_EXERCISE DESCRIPTION_. Rewrite the items starting at the line containing "Q: Find one point on every instance of the navy" and continuing to the end, replacing "pom pom head cover" with "pom-pom head cover" and leaving everything else unchanged. Give only that part.
start
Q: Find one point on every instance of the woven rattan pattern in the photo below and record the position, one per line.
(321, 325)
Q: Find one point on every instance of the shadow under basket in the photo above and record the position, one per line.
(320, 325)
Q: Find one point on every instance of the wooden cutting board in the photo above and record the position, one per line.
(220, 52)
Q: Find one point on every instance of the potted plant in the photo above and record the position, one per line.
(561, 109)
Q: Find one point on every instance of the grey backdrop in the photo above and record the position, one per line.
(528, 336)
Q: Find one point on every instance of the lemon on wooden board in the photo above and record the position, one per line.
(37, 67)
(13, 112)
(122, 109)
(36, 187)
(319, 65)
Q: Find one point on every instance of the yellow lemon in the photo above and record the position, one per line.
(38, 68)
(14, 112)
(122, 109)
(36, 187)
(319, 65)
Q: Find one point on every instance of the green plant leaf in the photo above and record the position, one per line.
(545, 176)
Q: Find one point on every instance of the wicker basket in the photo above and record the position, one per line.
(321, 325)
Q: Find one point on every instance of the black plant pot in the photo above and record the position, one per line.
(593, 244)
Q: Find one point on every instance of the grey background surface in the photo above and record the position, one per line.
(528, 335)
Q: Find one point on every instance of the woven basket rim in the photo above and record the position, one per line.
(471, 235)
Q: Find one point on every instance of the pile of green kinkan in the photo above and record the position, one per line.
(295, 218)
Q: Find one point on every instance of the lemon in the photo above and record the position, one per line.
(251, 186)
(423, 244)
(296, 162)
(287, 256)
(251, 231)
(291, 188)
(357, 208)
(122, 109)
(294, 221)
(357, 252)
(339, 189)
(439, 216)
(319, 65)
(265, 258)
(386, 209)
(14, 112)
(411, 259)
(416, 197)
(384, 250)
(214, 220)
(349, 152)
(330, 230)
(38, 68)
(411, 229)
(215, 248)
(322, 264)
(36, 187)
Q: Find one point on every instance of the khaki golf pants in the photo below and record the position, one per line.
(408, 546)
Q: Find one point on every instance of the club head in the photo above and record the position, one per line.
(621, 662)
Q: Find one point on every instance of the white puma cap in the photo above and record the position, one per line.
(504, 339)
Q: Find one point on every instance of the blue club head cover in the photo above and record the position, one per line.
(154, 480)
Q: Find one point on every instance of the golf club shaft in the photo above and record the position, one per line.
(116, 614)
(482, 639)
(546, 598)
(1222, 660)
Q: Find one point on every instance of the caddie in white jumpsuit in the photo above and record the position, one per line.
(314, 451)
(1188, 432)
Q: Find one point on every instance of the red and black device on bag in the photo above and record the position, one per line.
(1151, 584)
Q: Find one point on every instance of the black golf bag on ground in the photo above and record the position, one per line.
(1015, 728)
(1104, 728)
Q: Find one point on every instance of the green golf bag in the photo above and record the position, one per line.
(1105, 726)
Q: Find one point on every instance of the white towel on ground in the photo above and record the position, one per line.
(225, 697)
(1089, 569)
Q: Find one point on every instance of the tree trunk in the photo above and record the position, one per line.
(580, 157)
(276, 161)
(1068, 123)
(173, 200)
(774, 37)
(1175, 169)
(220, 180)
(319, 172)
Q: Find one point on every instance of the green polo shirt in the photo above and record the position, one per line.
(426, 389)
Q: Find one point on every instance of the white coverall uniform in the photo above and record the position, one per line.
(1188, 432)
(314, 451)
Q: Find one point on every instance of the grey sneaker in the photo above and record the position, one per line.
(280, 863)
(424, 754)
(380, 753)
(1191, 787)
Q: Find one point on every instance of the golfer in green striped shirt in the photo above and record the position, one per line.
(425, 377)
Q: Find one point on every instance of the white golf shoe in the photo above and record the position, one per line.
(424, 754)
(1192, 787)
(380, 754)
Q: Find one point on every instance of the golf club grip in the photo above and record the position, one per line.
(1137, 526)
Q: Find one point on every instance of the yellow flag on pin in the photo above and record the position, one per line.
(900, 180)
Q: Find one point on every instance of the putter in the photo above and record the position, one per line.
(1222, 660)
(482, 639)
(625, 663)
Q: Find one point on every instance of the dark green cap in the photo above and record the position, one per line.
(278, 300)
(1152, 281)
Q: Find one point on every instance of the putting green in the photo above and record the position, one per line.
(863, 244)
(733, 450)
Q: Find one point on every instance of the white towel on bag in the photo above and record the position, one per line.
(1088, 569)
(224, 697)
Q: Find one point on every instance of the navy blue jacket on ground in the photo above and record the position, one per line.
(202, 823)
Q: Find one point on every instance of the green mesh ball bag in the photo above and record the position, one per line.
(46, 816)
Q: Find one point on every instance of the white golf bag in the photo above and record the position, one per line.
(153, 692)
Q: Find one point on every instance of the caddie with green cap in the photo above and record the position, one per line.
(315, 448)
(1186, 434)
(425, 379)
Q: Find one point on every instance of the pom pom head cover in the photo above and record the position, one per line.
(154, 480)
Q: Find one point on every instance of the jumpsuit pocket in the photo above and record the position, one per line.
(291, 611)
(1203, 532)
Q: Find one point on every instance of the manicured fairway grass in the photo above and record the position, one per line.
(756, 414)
end
_EXPECTED ANSWER_.
Q: Find one point on every instance of the navy blue jacket on ground in the photo above and record the position, one per line.
(202, 823)
Q: Find one point on every instance of the green mesh ball bag in the photo above and record the position, one per line.
(46, 816)
Q: Find one point on every instance of the white golf bag in the photo above and record the position, one per line.
(153, 692)
Q: Find one point on every instance of the caddie with green cap in the photo above and record the position, one per line.
(315, 448)
(1186, 434)
(425, 379)
Q: Find one point on every instance of the pom-pom head cover in the photo above and record the position, one per line.
(154, 480)
Q: Find one point on every instance of the jumpsuit pocket in the photo above and record the position, one per line.
(291, 611)
(1203, 532)
Q: Find one point on every instance of the manicured fairway grass in the photo above and record the position, one per line.
(756, 414)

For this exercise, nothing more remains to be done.